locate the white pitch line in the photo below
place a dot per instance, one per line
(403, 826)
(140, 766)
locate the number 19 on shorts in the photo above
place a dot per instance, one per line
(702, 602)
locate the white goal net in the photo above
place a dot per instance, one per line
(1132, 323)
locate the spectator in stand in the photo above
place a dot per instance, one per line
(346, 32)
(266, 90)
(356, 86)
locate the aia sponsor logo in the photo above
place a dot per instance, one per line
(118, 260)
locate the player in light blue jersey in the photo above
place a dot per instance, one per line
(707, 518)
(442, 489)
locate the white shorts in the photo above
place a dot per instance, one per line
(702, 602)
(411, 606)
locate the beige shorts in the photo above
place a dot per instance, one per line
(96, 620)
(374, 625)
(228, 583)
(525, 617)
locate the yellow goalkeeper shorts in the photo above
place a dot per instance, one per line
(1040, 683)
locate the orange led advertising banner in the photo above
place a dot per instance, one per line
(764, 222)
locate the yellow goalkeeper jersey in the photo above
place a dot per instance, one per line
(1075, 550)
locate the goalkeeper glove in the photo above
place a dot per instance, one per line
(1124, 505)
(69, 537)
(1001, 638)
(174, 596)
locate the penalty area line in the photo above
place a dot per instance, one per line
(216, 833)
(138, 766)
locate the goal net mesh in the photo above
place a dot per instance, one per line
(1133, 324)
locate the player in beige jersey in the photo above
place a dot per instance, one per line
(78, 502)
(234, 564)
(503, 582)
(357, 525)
--------
Every line of the data above should be reproduced word for word.

locate the white pitch line in the photo below
place a dot per instance, one per line
(403, 826)
(140, 766)
locate the number 19 on shorts in the photo above
place a dot per instance, one per line
(702, 602)
locate the white goal net in the photo above
place a dot per instance, one per line
(1132, 323)
locate the spectator in stand in the photo above
place a dot per instance, one per line
(346, 32)
(266, 90)
(356, 86)
locate the aia sponsor logo in the photo above
place a dot per instance, one per line
(118, 260)
locate the player in light blue jersey in the photo above
place a dot per instance, one per line
(707, 518)
(442, 489)
locate the white shorts in the photo above
place a dot per instance, one per line
(702, 602)
(411, 606)
locate the beige shorts in the photo above
place a dot per instance, one per line
(96, 620)
(374, 625)
(228, 583)
(525, 617)
locate the yellow goalkeeper shorts in the photo above
place a dot per instance, one per line
(1040, 683)
locate the orange led advertising banner in the photo above
place a dot per instance, one per line
(764, 222)
locate the yellow goalkeeper jersey in the photo above
place a dot per instance, one per line
(1075, 550)
locate the goalkeeper glove in the photo above
place a dot per instance, one per line
(1124, 505)
(69, 537)
(1001, 638)
(174, 596)
locate the penalty area line in the photo above
place a dot per instance, one per line
(216, 833)
(138, 766)
locate the goal net mesh in the photo above
place a dot per instance, one per line
(1133, 324)
locate the player in beige jersey in the photo above
place a dot per instance, one per line
(78, 502)
(234, 564)
(503, 582)
(357, 525)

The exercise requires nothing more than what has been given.